## WHAT YOU WILL DO
Recast the material below as a numbered list with no blank lines, and leave the pictures out of your answer.

## SUPPLIED RECORDS

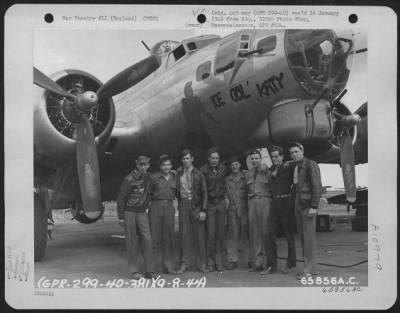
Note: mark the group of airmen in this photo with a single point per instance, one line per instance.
(222, 210)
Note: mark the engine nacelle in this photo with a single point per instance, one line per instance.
(54, 144)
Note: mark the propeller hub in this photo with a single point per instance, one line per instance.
(351, 120)
(87, 100)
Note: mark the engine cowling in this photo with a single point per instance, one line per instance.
(54, 144)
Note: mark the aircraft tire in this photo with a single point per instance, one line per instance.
(40, 228)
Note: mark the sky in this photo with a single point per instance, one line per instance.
(104, 53)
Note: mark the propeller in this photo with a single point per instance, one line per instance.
(77, 110)
(347, 162)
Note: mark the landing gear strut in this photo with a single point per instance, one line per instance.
(40, 228)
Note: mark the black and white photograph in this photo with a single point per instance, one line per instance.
(230, 157)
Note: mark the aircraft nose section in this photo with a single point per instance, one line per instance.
(318, 60)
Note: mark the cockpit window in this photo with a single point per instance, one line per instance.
(267, 44)
(226, 55)
(317, 59)
(203, 71)
(192, 46)
(179, 52)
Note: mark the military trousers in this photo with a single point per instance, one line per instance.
(308, 238)
(192, 234)
(237, 231)
(162, 221)
(259, 209)
(216, 216)
(137, 228)
(281, 214)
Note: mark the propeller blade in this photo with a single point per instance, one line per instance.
(47, 83)
(362, 110)
(348, 167)
(88, 169)
(129, 77)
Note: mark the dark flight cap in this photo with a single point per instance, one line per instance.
(296, 144)
(142, 159)
(163, 158)
(233, 160)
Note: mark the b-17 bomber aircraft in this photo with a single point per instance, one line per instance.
(252, 88)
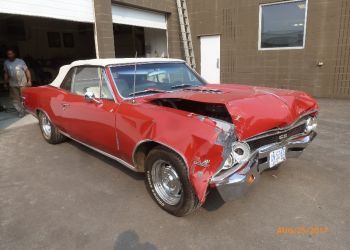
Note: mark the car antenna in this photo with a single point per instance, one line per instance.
(134, 87)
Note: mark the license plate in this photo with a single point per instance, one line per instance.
(277, 156)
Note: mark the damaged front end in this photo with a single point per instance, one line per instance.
(249, 162)
(228, 162)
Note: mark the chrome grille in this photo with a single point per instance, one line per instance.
(276, 137)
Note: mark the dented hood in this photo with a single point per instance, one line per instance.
(253, 109)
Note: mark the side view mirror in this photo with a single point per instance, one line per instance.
(90, 97)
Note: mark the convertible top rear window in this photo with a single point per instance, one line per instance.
(153, 78)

## EXPECTED OUTPUT
1. Note: mark the group of airmen in this photo with a single point per instance, one line per instance.
2. (222, 210)
3. Note: mark the engine nacelle in this photo with a single point per instance, one line per instance.
4. (54, 144)
5. Note: mark the propeller hub in this photo with a single point per instance, one line per instance.
6. (351, 120)
7. (87, 100)
8. Note: mark the engine cowling in this photo with a single point per instance, one line per instance.
9. (54, 144)
10. Note: mark the aircraft tire in this photo with a single point per instance, one line per instance.
11. (40, 228)
12. Note: mark the sky in this photo with a single point per instance, one line per instance.
13. (104, 53)
14. Note: mark the propeller in this photo with a single point per instance, one line per instance.
15. (77, 110)
16. (347, 162)
17. Note: mark the landing gear strut in this photo with a single point per instance, one line per instance.
18. (40, 228)
19. Note: mark the black and white photograph in this photo with a single point per instance, one line per instance.
20. (230, 157)
21. Note: mark the aircraft nose section in this photo with a single point per instance, one line per instance.
22. (318, 60)
23. Note: mark the cockpit window in this photo with a single point per instance, one line per instance.
24. (267, 44)
25. (226, 55)
26. (317, 59)
27. (203, 71)
28. (192, 46)
29. (179, 52)
30. Note: mark the military trousers in this photo with a single point per instance, one line per instance.
31. (308, 238)
32. (192, 234)
33. (237, 231)
34. (162, 221)
35. (259, 209)
36. (216, 216)
37. (137, 228)
38. (281, 214)
39. Note: mark the propeller blade in this photo with a single point per instance, one line per instance.
40. (47, 83)
41. (362, 110)
42. (348, 167)
43. (88, 169)
44. (129, 77)
45. Note: mark the dark flight cap in this photo with a single point per instance, one line per instance.
46. (296, 144)
47. (142, 159)
48. (163, 158)
49. (233, 160)
50. Note: mark the b-17 bomber aircraft in this photo with a single point per instance, one line per instance.
51. (252, 88)
52. Note: mark the car antenna in this photo with a single point per instance, one line per instance.
53. (134, 87)
54. Note: mark the license plate in this photo with a single point per instance, one line per instance.
55. (277, 156)
56. Note: mark the damaged front end in this photo with a single point per instance, one line per instance.
57. (249, 162)
58. (228, 162)
59. Note: mark the chrome grille in this photo with a single point per instance, one line per instance.
60. (276, 137)
61. Note: mark the dented hood in this photo with a single point per instance, one line per instance.
62. (253, 109)
63. Note: mark the side view mirror in this photo with a single point per instance, one line per instance.
64. (90, 97)
65. Note: mark the convertible top rear window in this photo with a single point per instance, one line per instance.
66. (153, 78)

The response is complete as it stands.